»»

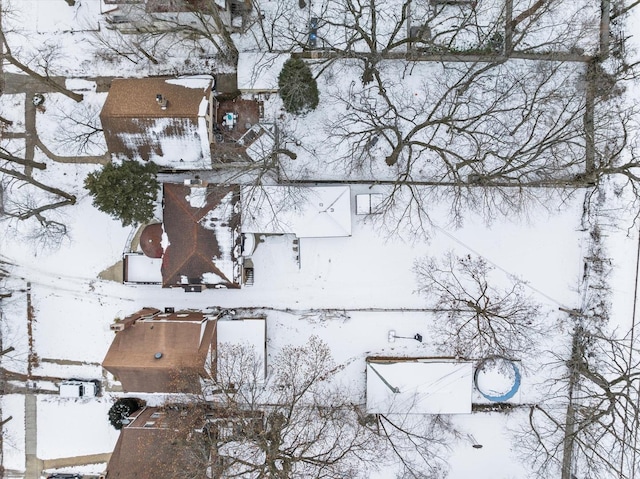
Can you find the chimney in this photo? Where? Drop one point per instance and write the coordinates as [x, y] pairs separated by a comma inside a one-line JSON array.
[[162, 101]]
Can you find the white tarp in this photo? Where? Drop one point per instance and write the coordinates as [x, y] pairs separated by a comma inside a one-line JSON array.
[[142, 269], [251, 331], [258, 72], [419, 386], [313, 212]]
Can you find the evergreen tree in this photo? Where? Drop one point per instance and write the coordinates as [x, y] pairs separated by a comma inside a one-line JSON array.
[[298, 88], [121, 410], [127, 191]]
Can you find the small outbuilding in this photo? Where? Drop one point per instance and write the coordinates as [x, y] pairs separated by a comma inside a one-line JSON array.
[[419, 386]]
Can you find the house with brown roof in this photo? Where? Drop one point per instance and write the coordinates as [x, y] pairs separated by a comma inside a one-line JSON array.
[[172, 351], [179, 441], [156, 351], [150, 446], [165, 120], [197, 246], [201, 224]]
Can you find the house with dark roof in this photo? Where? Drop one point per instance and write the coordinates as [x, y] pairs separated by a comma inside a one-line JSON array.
[[201, 224], [165, 120], [175, 351]]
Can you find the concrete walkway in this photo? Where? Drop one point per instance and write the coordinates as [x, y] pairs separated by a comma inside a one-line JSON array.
[[76, 461], [33, 464]]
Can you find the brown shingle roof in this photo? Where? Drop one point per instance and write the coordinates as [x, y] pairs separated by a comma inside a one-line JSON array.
[[195, 250], [136, 98], [136, 127], [183, 343], [157, 452]]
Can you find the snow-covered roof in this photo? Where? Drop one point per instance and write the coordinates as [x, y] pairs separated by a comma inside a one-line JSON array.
[[312, 212], [259, 72], [251, 331], [419, 386], [139, 268]]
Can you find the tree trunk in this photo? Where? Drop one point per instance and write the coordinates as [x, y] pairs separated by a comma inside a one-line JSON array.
[[44, 79], [22, 161], [42, 186]]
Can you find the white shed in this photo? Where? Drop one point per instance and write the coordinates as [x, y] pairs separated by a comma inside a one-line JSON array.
[[419, 386], [307, 212]]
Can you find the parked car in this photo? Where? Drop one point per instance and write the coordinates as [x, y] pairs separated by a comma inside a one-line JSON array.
[[313, 32], [78, 388]]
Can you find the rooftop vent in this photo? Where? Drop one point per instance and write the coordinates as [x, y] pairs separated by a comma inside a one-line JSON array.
[[162, 101]]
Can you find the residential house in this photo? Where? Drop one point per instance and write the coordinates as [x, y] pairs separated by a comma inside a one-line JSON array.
[[148, 448], [165, 120], [201, 224], [171, 351], [197, 245], [178, 441]]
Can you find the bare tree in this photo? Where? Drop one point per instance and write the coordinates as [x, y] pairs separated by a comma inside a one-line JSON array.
[[299, 422], [475, 318], [309, 428], [150, 36], [40, 67], [589, 425], [23, 197]]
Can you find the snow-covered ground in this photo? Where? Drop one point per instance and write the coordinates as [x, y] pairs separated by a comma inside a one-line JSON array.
[[349, 291]]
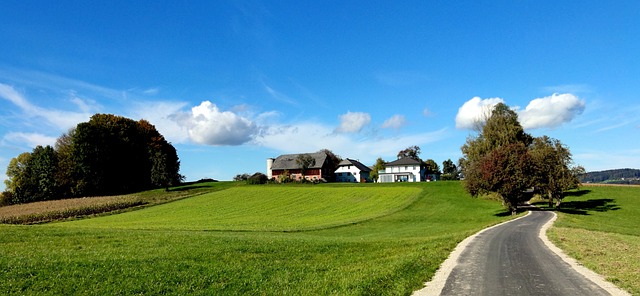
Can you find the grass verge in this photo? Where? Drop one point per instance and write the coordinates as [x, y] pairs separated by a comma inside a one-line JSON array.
[[598, 225]]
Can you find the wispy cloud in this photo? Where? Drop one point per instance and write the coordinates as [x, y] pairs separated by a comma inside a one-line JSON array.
[[395, 122], [551, 111], [568, 88], [60, 119], [475, 110], [547, 112], [400, 78], [29, 139], [279, 96], [353, 122]]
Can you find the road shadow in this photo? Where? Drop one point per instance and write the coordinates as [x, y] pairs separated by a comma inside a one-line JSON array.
[[582, 207], [577, 193], [579, 207]]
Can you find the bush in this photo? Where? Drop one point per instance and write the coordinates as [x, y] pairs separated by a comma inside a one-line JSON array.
[[5, 198]]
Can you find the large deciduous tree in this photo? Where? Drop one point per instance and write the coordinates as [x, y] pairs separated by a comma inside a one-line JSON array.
[[380, 165], [305, 161], [554, 173], [497, 159], [107, 155], [449, 170]]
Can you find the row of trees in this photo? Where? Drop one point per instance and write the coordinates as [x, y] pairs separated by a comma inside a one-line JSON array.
[[107, 155], [504, 160]]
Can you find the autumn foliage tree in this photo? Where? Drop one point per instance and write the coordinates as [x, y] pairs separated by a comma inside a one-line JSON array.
[[497, 159], [504, 160]]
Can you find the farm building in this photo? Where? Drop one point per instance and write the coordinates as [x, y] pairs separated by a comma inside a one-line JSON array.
[[402, 170], [320, 170], [351, 170]]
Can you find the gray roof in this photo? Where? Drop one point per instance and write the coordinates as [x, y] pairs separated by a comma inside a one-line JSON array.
[[404, 161], [288, 161], [357, 164]]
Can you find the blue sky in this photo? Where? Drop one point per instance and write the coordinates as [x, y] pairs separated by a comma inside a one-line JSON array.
[[231, 83]]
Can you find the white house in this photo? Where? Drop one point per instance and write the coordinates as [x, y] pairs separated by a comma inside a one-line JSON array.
[[351, 170], [402, 170]]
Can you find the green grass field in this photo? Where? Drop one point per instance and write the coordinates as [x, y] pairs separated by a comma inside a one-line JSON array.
[[323, 239], [600, 226]]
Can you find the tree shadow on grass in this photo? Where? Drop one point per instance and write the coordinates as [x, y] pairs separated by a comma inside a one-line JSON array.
[[582, 207]]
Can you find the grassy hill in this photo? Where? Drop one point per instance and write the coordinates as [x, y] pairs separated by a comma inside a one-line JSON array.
[[362, 242], [230, 239]]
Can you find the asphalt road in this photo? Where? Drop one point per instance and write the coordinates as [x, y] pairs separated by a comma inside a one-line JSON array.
[[511, 259]]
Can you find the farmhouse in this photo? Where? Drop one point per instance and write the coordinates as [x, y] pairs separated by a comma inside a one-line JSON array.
[[286, 165], [402, 170], [351, 170]]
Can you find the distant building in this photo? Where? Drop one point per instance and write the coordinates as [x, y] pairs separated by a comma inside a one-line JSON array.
[[402, 170], [351, 170], [321, 170]]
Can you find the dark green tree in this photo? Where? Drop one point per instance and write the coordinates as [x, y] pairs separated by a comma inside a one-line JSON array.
[[449, 170], [497, 159], [411, 152], [377, 167], [554, 173], [431, 167]]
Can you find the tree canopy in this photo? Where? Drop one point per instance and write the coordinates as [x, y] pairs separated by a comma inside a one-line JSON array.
[[107, 155], [505, 160]]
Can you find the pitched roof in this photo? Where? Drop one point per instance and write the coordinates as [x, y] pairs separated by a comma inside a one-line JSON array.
[[404, 161], [357, 164], [288, 161]]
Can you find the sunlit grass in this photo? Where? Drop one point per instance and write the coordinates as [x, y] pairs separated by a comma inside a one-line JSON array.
[[385, 254], [600, 228], [266, 208]]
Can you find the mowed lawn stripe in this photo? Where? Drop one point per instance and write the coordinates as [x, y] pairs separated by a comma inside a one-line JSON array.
[[265, 208]]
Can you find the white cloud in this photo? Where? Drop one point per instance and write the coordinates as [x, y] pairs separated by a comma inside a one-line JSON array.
[[207, 124], [353, 122], [163, 116], [550, 112], [475, 110], [396, 121], [29, 139]]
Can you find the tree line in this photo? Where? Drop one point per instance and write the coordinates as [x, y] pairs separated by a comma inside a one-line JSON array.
[[107, 155], [504, 160]]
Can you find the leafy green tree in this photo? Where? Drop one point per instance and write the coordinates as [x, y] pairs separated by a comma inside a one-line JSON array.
[[431, 167], [66, 165], [449, 170], [377, 167], [410, 152], [553, 172], [497, 159], [32, 176], [506, 171], [17, 177], [305, 161]]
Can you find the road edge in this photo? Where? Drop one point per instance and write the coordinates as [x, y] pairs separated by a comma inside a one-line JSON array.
[[581, 269], [439, 279]]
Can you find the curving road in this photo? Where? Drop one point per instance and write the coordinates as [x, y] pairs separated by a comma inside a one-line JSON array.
[[511, 259]]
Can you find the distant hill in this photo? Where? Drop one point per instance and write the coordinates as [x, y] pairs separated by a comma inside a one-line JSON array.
[[619, 176]]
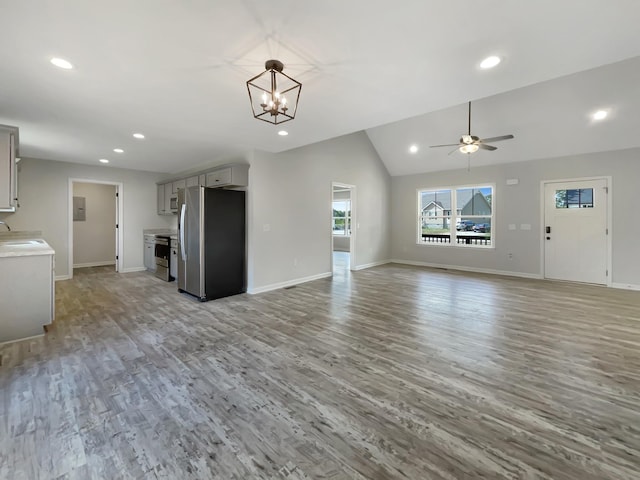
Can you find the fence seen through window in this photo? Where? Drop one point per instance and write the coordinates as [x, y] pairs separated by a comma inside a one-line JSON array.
[[459, 216]]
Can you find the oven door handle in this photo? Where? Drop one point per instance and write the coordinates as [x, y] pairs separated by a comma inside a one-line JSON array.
[[183, 214]]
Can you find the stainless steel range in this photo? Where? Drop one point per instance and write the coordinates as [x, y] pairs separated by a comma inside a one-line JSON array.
[[163, 254]]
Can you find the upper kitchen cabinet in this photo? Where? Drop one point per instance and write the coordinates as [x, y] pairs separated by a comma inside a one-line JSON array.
[[232, 176], [160, 199], [8, 168], [196, 181], [178, 184]]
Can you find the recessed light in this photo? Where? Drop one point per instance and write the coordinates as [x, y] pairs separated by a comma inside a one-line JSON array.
[[62, 63], [490, 62], [600, 115]]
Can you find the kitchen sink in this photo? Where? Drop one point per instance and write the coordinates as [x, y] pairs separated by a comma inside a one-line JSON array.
[[21, 243]]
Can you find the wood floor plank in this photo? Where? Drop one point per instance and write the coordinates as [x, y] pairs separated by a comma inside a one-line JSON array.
[[393, 372]]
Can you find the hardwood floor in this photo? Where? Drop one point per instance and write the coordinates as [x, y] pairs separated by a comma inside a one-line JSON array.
[[393, 372]]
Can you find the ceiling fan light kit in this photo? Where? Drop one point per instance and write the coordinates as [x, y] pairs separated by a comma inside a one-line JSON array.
[[470, 143], [274, 95]]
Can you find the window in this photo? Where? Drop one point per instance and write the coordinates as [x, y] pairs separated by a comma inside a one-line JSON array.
[[459, 216], [578, 198], [342, 217]]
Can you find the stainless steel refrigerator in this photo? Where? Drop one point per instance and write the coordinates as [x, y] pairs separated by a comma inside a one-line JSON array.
[[211, 242]]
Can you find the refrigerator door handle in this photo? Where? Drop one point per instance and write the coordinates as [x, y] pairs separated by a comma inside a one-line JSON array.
[[183, 214]]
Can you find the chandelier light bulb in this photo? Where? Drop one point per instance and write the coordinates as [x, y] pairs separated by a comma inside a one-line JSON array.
[[271, 86]]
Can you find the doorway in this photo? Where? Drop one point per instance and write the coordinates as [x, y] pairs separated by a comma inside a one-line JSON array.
[[342, 228], [94, 227], [576, 231]]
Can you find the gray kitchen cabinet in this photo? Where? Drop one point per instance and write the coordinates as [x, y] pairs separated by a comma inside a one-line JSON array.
[[8, 168], [193, 181], [232, 176], [160, 199], [178, 184], [168, 192], [150, 252]]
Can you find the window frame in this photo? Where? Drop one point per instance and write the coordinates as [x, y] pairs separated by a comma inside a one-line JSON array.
[[455, 215]]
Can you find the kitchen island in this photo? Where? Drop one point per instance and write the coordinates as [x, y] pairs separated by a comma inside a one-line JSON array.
[[26, 285]]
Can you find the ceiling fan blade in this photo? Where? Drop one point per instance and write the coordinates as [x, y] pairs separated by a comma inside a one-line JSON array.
[[484, 146], [497, 139]]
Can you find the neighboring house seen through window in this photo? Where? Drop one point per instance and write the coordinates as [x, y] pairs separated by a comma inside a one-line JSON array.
[[460, 216], [342, 217]]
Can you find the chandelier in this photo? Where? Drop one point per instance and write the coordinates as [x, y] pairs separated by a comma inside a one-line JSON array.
[[274, 95]]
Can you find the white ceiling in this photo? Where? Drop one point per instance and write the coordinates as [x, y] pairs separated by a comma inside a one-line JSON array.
[[176, 71]]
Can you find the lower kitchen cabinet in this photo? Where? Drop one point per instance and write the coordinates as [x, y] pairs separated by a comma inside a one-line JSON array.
[[150, 252]]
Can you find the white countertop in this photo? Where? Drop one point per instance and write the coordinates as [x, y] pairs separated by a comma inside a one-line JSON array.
[[24, 247]]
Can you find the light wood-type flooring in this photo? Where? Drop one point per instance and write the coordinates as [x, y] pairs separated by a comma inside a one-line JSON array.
[[393, 372]]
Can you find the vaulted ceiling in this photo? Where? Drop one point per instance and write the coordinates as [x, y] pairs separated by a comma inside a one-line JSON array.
[[176, 71]]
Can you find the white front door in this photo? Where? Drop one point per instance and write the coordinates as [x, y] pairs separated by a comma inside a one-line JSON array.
[[575, 231]]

««

◆ What needs to be done:
Take the line with "Can you find the lower" and all lines after it through the end of the records, and write them out exactly; include nothing else.

◆ The answer:
Can you find the lower kitchen cabinet in this photo? Where? Drop one point per instance and write the coordinates as [x, y] pairs separated by a comma inside a one-line JSON array.
[[150, 252]]
Can you find the white countertop in this photo? Where? Drop one point per instance and write the coordinates as [x, y] pairs separated by a comma inside a one-line JSON array.
[[24, 247]]
Can you find the light wood-type flooring in this photo? Where? Drop one point per instance and write the coordinates as [x, y] pairs separated by a comma inside a one-line JSON array.
[[393, 372]]
Can you find the vaulted ceiling in this photo? Where? Drop one point per instance and write the coordinates as [x, y] pairs separated by a comma inside a one-line JSON array.
[[176, 71]]
Can you find the white front door in this photo? Where? Drop one point per instance and write the coordinates as [x, y] pairs separated by a comma inside a one-line JSON array.
[[575, 231]]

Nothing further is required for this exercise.